▶ [Aim]
Write out every line in the part that opens with the line containing "[locate] parked car" and closes with the line containing "<point>224,121</point>". Scale the point coordinates in the lines without "[locate]" by 0.35, rounding to whole numbers with halves going up, and leave the numbers in the "[locate]" lines unchanged.

Begin Entries supplied

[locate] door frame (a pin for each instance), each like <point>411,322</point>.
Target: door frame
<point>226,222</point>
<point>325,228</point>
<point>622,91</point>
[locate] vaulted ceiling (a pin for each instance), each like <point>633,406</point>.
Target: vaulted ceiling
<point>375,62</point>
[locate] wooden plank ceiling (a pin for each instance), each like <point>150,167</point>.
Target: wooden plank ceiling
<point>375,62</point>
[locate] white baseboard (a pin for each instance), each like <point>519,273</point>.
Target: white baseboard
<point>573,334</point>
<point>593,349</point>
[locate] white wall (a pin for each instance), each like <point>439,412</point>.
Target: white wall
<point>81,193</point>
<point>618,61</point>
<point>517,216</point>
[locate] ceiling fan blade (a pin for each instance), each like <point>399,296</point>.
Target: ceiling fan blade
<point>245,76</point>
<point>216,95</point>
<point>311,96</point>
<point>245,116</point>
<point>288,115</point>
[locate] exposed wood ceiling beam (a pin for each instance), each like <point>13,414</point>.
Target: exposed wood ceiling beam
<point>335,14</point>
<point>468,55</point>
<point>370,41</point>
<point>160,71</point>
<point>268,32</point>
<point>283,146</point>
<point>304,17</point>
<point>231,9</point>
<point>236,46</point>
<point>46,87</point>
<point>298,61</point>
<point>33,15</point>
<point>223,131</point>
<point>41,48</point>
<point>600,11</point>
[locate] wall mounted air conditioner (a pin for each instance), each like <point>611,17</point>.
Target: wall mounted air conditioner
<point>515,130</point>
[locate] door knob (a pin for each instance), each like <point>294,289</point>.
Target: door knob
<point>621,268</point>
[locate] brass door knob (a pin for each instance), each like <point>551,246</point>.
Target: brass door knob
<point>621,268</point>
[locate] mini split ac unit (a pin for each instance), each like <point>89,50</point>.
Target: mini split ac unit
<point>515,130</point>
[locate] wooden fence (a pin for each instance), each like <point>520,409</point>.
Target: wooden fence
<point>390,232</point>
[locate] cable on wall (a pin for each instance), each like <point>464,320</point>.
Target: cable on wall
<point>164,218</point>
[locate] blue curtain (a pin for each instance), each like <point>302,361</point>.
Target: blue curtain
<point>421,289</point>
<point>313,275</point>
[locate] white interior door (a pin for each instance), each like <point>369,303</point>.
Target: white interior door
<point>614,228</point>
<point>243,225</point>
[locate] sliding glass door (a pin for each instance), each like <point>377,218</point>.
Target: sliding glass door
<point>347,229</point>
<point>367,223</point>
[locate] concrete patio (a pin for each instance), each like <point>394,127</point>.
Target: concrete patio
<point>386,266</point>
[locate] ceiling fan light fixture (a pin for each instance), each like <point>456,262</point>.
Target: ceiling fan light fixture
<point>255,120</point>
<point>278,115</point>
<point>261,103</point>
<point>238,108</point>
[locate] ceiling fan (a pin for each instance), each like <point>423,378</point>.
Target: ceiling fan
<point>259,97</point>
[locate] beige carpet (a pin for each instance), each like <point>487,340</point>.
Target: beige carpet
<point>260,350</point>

End Entries supplied
Begin Entries supplied

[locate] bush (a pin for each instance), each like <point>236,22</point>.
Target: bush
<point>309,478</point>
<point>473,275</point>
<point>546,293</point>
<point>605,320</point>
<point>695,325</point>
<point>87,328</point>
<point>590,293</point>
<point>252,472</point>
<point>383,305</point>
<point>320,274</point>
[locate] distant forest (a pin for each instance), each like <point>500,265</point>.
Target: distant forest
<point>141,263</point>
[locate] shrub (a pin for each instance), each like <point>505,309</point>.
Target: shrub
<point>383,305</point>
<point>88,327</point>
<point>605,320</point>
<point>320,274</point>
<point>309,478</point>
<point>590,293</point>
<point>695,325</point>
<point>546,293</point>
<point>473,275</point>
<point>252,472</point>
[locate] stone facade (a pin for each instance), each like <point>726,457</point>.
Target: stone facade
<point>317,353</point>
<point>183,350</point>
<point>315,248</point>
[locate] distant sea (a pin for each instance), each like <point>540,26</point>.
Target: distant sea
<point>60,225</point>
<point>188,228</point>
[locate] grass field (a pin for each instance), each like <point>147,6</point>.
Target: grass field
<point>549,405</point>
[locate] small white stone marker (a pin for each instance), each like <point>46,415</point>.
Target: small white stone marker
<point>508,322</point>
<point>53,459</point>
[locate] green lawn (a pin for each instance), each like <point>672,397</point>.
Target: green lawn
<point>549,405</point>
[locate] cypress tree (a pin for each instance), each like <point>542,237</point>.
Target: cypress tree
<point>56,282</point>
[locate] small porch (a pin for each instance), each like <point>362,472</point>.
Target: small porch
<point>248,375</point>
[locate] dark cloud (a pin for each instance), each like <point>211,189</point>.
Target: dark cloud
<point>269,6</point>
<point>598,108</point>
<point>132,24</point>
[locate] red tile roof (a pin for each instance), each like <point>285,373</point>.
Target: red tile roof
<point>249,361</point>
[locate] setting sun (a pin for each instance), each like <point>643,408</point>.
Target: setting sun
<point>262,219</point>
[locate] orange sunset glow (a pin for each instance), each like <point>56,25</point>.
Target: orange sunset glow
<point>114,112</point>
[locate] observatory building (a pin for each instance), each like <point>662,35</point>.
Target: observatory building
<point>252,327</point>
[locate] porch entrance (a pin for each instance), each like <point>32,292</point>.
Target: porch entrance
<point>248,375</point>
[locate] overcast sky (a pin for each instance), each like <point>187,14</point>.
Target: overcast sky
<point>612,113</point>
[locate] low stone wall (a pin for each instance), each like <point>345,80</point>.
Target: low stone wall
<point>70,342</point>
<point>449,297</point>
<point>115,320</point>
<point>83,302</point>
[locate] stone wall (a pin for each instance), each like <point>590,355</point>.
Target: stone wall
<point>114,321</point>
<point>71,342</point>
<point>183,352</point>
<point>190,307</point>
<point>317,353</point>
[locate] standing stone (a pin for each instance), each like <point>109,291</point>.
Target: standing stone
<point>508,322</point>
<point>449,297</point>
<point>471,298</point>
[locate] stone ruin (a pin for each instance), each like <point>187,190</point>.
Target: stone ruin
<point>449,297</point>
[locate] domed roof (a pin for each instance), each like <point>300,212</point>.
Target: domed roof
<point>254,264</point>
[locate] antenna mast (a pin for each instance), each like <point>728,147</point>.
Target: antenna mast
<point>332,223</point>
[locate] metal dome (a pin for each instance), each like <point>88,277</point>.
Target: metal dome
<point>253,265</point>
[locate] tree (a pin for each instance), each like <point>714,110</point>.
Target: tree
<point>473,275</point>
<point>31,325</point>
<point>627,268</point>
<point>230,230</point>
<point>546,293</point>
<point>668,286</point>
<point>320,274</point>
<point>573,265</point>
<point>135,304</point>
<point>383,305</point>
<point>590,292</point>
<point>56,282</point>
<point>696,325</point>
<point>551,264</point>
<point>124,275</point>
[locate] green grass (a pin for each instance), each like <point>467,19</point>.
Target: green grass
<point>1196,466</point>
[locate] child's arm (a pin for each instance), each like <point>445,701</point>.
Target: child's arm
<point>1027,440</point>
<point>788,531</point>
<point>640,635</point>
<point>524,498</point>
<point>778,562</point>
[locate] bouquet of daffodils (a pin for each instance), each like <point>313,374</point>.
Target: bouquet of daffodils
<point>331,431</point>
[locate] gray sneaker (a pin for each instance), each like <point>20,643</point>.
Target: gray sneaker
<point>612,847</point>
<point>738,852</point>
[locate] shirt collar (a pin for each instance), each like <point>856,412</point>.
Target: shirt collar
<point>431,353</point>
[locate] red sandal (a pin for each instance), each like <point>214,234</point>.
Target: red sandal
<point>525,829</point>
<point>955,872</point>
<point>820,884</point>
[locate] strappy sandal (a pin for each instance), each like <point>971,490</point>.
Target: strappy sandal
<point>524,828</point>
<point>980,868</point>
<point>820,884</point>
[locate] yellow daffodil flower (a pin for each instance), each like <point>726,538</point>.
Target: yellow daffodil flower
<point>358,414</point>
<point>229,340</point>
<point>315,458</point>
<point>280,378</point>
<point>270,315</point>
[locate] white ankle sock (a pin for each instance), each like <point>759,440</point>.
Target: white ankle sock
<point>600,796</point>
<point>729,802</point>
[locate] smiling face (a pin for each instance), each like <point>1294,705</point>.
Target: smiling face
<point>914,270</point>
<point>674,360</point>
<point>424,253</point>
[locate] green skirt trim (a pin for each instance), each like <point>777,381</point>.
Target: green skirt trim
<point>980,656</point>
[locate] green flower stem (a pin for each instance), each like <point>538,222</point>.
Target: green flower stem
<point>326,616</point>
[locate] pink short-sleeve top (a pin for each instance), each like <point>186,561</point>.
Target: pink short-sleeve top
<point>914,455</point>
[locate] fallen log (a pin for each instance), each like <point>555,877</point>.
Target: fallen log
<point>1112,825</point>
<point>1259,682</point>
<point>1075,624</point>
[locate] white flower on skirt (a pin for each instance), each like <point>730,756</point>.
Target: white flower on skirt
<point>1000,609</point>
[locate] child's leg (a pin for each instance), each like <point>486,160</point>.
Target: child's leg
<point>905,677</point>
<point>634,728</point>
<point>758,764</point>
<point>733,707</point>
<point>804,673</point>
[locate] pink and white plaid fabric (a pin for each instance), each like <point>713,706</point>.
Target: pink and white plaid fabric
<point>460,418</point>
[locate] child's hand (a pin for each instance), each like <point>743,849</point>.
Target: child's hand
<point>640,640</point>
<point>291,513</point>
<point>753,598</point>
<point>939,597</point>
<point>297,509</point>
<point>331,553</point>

End Entries supplied
Begin Entries supplied

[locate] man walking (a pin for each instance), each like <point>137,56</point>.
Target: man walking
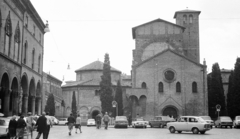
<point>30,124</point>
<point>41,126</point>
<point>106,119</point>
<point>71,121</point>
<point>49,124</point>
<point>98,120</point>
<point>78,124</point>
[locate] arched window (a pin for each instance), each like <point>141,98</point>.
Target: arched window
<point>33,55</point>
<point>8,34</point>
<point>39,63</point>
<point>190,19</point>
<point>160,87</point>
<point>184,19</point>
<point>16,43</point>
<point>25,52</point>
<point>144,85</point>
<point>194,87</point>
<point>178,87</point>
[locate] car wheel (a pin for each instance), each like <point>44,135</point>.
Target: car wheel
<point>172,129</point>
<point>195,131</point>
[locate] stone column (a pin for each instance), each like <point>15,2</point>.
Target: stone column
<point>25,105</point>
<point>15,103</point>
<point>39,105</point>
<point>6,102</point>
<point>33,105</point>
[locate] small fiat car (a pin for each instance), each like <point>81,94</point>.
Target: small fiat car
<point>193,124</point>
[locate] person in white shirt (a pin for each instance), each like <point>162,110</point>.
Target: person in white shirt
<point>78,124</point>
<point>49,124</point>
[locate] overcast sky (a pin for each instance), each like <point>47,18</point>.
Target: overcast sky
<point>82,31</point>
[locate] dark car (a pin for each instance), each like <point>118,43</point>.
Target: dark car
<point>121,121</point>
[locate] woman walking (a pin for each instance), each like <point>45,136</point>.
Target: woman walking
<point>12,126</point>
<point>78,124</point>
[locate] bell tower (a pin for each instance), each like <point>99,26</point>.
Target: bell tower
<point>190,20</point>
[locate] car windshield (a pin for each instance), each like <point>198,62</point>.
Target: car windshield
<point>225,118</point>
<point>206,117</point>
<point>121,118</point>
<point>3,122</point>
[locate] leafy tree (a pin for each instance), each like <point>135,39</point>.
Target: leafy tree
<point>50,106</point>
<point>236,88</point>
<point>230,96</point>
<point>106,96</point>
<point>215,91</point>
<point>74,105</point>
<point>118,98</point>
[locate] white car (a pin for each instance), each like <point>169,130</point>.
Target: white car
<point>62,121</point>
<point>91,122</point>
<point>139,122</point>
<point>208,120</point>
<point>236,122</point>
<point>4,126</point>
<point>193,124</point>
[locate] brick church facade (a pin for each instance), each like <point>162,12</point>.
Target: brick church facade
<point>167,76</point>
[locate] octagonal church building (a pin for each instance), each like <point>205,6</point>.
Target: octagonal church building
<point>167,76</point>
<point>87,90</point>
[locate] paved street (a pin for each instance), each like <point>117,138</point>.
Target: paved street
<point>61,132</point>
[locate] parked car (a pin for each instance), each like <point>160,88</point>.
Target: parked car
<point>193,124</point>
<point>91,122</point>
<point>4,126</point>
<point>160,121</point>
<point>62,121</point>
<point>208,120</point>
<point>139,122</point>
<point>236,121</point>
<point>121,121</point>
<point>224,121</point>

End Entries supplied

▶ [Written response]
[locate] parked car (a pin for each instance), each like <point>160,88</point>.
Target: parked car
<point>68,43</point>
<point>32,43</point>
<point>1,44</point>
<point>56,42</point>
<point>22,42</point>
<point>73,42</point>
<point>49,43</point>
<point>83,42</point>
<point>42,42</point>
<point>78,42</point>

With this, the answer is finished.